**INSTRUCTIONS TO FOLLOW**: Set down, exactly as written, every line from the one containing "the white comforter" through the end of the listing.
──────── INFORMATION ────────
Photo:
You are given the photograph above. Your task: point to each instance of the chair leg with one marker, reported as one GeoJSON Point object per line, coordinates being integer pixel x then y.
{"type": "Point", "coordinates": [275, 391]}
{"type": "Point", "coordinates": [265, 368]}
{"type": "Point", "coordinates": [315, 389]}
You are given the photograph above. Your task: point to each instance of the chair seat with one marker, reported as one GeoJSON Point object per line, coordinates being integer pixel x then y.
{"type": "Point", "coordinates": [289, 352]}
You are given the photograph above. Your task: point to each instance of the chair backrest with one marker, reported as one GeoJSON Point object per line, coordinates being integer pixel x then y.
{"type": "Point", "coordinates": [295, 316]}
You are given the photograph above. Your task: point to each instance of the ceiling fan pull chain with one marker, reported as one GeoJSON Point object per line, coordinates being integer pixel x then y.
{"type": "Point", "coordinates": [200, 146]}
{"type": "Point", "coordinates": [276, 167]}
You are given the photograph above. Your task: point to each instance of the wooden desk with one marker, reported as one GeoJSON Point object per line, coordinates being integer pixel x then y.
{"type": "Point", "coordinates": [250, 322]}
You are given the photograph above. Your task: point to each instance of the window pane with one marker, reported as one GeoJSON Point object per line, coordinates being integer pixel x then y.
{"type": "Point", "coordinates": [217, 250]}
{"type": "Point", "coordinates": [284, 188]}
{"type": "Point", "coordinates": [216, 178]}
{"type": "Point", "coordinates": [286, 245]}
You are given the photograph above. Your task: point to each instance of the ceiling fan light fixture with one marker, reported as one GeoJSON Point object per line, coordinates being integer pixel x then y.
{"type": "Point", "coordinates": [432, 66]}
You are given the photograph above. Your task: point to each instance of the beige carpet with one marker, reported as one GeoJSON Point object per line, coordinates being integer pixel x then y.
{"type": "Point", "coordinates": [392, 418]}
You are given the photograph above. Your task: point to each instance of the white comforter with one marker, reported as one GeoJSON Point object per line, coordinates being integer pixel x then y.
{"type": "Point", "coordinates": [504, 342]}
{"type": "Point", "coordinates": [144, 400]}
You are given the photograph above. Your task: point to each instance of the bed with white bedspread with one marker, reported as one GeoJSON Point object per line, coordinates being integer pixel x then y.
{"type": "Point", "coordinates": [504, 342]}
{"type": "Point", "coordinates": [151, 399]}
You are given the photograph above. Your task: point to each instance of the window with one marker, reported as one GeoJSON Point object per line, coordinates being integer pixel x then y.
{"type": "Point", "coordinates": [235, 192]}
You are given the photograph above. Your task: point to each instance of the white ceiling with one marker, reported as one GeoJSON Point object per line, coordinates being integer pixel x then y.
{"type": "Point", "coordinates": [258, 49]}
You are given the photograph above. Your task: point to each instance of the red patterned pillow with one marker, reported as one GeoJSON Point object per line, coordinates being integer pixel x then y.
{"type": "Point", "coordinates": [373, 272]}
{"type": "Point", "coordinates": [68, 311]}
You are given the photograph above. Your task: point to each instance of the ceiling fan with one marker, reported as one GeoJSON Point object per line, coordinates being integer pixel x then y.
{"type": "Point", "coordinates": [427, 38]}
────────
**PROBLEM SOLUTION**:
You are given the photograph above. Your task: point to each instance of the white comforter with one marker, reported as one GeoJSON Point object per line, coordinates being integer pixel x then y.
{"type": "Point", "coordinates": [504, 342]}
{"type": "Point", "coordinates": [144, 400]}
You are given the photograph above. Your task: point to each instance of the bed with white bedspread with one marker, reported as one GeoJSON Point object per line, coordinates being integer pixel x then y.
{"type": "Point", "coordinates": [504, 342]}
{"type": "Point", "coordinates": [151, 399]}
You are given the photograph above. Your task: point to each instance of the window with one marker, reported as one GeoJSON Point object per line, coordinates being integer pixel x then y.
{"type": "Point", "coordinates": [235, 192]}
You are given the photograph above. Your task: point to each instance of the white ceiling with one marker, reported as one GeoJSON Point object per line, coordinates being integer pixel x then y.
{"type": "Point", "coordinates": [258, 49]}
You are given the photograph above. Your task: point to each instance of the red patterned pillow with one marker, reported as one GeoJSON Point object per line, coordinates being integer pixel x then y.
{"type": "Point", "coordinates": [373, 272]}
{"type": "Point", "coordinates": [68, 311]}
You are given the photograph above. Your task: point to each instance of the ceiling fan with one marker, reported as one GeoJSON Point object per line, coordinates being integer pixel x then y.
{"type": "Point", "coordinates": [427, 38]}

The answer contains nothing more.